KURZE AUFGABE: Schreib die Zeilen genau ab, angefangen bei der Zeile mit „If you could indicate the grass meadow“ bis einschließlich der Zeile mit „point(1202, 609)“. Die Bilder lässt du in deiner Antwort weg.

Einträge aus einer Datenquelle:

****

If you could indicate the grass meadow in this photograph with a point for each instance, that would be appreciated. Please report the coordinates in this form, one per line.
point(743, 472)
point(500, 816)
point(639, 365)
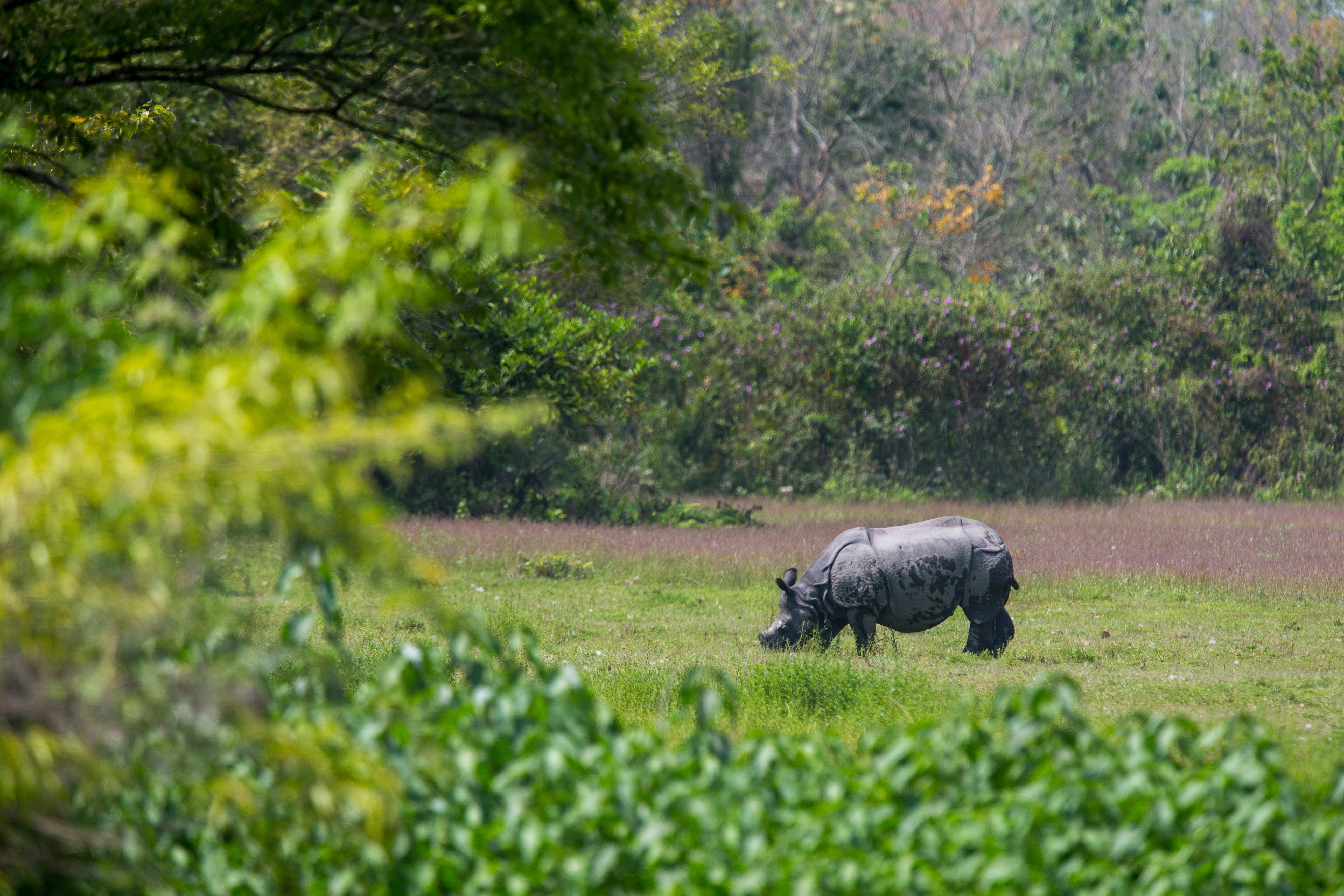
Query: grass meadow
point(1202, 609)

****

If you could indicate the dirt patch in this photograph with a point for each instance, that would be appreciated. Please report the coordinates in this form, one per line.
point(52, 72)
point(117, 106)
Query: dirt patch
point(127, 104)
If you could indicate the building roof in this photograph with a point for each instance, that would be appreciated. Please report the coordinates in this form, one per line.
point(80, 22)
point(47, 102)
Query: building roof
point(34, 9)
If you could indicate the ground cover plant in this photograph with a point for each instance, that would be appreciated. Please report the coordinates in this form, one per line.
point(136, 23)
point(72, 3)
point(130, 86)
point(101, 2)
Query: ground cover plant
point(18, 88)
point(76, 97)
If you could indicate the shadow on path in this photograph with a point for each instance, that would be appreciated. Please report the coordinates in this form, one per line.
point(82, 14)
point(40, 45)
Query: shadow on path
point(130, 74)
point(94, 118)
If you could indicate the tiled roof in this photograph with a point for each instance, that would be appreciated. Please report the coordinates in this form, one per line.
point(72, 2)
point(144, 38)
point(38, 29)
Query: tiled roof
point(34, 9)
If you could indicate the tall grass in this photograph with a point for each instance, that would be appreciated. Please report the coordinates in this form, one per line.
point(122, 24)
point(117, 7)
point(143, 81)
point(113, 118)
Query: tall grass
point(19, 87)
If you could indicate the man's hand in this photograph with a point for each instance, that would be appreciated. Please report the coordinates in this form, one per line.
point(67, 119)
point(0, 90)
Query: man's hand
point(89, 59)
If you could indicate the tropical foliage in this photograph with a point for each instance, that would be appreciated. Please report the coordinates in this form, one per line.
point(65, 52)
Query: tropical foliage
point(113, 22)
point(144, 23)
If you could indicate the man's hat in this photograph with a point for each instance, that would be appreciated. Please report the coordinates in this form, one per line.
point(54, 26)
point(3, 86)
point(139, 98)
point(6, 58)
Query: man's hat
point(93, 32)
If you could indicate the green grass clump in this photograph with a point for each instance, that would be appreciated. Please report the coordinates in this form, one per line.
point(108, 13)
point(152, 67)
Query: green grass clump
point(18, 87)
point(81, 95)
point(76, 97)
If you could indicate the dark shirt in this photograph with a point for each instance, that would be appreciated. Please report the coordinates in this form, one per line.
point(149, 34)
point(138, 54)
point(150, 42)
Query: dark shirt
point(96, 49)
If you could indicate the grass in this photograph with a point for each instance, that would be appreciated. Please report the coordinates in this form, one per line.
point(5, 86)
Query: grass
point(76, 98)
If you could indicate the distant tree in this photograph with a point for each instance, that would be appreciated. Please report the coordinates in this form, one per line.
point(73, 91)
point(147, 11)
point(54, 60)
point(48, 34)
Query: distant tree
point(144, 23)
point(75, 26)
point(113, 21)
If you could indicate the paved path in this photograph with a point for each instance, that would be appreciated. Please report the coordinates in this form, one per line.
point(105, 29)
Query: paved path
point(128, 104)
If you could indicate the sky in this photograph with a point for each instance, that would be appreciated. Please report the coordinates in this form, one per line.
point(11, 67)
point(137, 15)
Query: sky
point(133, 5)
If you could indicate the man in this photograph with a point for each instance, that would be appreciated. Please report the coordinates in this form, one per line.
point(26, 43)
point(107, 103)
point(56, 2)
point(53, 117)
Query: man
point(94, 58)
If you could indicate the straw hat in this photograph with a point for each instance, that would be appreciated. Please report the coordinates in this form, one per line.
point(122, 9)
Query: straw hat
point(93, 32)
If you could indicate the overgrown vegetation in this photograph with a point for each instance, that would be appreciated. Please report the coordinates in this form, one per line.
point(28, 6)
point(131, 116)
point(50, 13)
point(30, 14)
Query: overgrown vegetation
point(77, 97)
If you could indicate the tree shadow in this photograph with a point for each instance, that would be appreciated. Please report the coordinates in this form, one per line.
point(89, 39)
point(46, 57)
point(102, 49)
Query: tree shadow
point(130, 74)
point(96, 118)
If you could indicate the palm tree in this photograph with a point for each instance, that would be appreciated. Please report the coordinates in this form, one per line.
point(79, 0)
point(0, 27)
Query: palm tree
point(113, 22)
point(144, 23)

****

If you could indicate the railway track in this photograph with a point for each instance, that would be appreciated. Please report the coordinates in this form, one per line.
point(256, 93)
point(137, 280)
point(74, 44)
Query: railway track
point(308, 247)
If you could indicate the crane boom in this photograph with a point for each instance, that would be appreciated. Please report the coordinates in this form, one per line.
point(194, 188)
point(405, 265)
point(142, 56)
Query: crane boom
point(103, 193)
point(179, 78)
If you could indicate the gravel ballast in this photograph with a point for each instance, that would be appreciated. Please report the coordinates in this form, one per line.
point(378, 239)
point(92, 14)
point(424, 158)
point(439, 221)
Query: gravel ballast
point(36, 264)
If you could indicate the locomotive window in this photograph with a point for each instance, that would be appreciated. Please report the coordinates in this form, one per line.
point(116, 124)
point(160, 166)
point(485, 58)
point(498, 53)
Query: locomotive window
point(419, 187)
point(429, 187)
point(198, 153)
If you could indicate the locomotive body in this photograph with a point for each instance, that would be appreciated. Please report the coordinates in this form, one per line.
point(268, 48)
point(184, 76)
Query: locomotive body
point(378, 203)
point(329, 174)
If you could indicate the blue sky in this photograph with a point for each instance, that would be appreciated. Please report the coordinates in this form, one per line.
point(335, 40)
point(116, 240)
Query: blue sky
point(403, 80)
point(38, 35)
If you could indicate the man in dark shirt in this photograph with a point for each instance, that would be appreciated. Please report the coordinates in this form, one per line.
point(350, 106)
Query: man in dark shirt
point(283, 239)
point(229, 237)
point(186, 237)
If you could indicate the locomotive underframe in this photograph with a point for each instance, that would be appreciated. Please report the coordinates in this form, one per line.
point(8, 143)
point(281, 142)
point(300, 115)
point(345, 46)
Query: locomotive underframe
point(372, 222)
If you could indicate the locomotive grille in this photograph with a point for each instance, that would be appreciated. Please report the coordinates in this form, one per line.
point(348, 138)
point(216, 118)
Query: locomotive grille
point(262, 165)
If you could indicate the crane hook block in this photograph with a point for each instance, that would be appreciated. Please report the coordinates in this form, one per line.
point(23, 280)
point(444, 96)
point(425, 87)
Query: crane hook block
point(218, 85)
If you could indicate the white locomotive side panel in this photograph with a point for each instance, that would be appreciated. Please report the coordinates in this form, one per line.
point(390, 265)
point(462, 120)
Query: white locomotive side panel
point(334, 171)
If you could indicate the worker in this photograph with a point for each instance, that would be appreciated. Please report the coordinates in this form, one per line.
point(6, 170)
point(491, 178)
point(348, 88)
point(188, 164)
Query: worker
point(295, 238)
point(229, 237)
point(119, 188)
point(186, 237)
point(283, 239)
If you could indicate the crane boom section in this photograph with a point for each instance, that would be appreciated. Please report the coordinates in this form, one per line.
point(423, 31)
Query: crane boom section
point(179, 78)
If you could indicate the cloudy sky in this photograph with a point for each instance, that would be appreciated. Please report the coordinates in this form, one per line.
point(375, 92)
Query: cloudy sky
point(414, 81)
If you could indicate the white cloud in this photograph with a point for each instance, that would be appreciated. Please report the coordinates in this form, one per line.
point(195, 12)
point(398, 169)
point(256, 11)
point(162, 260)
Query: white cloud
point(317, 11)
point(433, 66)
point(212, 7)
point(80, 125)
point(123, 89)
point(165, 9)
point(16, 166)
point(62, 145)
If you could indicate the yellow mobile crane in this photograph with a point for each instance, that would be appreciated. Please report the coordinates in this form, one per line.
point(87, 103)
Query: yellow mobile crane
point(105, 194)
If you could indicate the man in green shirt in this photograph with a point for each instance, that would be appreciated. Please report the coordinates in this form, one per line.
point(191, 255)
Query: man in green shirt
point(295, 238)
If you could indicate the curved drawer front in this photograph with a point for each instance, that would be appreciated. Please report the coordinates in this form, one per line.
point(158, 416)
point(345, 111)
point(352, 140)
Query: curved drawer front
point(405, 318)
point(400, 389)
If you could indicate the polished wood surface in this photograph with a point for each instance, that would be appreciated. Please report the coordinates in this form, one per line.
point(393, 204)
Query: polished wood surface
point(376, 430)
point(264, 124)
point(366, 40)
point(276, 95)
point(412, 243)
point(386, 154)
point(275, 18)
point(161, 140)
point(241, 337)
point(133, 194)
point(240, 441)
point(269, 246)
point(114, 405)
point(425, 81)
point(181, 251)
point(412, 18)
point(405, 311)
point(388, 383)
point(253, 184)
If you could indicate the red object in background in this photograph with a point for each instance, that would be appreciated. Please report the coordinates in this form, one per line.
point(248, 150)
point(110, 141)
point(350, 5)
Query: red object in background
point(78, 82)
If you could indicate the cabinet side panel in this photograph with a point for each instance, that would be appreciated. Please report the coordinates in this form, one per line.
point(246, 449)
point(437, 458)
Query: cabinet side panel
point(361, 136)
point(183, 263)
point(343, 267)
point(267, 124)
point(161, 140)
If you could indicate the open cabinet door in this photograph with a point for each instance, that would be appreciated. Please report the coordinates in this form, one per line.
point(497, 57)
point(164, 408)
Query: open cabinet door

****

SCHRIFTLICHE ANTWORT:
If you could indicate the grass meadow in this photograph with a point for each instance, that would be appreciated. Please report the coordinates in this form, one per line.
point(743, 472)
point(500, 816)
point(639, 365)
Query: grass meadow
point(1202, 609)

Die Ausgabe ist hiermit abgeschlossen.